§ Goal of the exercise
Make your reply a word-for-word repeat of the records.

= = = = =

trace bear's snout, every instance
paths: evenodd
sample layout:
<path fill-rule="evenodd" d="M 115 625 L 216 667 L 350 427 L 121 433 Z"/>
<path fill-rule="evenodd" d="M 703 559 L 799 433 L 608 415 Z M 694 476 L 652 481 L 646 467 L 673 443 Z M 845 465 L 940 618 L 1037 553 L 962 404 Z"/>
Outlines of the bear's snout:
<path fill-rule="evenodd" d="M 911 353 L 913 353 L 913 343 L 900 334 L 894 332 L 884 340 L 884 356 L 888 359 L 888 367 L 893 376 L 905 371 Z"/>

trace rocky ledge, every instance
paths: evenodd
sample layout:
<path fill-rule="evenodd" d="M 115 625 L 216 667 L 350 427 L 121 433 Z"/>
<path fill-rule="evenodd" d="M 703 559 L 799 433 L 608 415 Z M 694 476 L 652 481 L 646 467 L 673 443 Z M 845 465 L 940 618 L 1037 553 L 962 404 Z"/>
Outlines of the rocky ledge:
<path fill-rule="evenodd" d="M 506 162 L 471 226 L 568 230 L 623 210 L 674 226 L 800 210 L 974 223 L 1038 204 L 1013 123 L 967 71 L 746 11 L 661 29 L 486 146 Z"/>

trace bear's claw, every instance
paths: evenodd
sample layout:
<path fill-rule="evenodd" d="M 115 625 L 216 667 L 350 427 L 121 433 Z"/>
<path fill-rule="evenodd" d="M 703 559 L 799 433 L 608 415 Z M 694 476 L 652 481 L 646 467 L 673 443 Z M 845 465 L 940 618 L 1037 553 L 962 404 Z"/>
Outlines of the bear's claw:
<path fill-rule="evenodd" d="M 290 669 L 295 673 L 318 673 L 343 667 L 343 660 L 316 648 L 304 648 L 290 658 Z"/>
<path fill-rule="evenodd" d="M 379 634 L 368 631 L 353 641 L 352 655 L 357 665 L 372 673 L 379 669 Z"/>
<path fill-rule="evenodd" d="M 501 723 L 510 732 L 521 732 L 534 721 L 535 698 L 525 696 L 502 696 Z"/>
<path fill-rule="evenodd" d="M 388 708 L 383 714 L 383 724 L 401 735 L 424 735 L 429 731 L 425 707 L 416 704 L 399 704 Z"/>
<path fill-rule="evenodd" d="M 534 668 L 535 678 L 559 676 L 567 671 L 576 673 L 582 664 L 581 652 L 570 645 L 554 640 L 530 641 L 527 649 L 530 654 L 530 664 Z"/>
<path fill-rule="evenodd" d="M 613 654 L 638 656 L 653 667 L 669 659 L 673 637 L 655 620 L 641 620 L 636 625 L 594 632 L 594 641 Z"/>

= = = = =

§ Task answer
trace bear's snout, every instance
paths: evenodd
sample layout:
<path fill-rule="evenodd" d="M 115 625 L 216 667 L 350 427 L 121 433 Z"/>
<path fill-rule="evenodd" d="M 703 559 L 799 433 L 608 415 Z M 694 476 L 652 481 L 646 467 L 673 443 Z M 845 465 L 940 618 L 1037 553 L 962 404 Z"/>
Outlines of the bear's snout:
<path fill-rule="evenodd" d="M 911 353 L 913 353 L 913 343 L 900 334 L 894 332 L 884 340 L 884 356 L 888 359 L 888 367 L 893 376 L 905 371 Z"/>

trace rocky ledge, every instance
paths: evenodd
sample layout:
<path fill-rule="evenodd" d="M 115 625 L 216 667 L 350 427 L 121 433 Z"/>
<path fill-rule="evenodd" d="M 703 559 L 799 433 L 608 415 Z M 694 476 L 652 481 L 646 467 L 673 443 Z M 845 465 L 940 618 L 1037 553 L 962 404 Z"/>
Outlines of the rocky ledge:
<path fill-rule="evenodd" d="M 506 162 L 471 226 L 568 230 L 623 210 L 674 226 L 800 210 L 974 223 L 1038 204 L 1013 123 L 967 71 L 746 11 L 661 29 L 486 146 Z"/>

trace bear's claw, every instance
paths: evenodd
sample layout:
<path fill-rule="evenodd" d="M 115 625 L 216 667 L 350 427 L 121 433 Z"/>
<path fill-rule="evenodd" d="M 703 559 L 799 433 L 608 415 Z M 694 476 L 652 481 L 646 467 L 673 443 Z M 845 465 L 940 618 L 1037 553 L 962 404 Z"/>
Outlines of the bear's claw:
<path fill-rule="evenodd" d="M 290 669 L 295 673 L 318 673 L 343 667 L 343 660 L 316 648 L 304 648 L 290 658 Z"/>
<path fill-rule="evenodd" d="M 379 634 L 368 631 L 353 641 L 352 655 L 357 665 L 372 673 L 379 669 Z"/>
<path fill-rule="evenodd" d="M 501 723 L 510 732 L 521 732 L 534 721 L 535 698 L 525 696 L 502 696 Z"/>
<path fill-rule="evenodd" d="M 388 708 L 383 714 L 383 724 L 401 735 L 424 735 L 429 731 L 425 707 L 416 704 L 399 704 Z"/>
<path fill-rule="evenodd" d="M 534 668 L 535 678 L 559 676 L 567 671 L 576 673 L 582 664 L 581 652 L 570 645 L 554 640 L 530 641 L 527 649 L 530 654 L 530 664 Z"/>
<path fill-rule="evenodd" d="M 613 654 L 638 656 L 653 667 L 669 659 L 673 637 L 655 620 L 641 620 L 636 625 L 594 632 L 594 641 Z"/>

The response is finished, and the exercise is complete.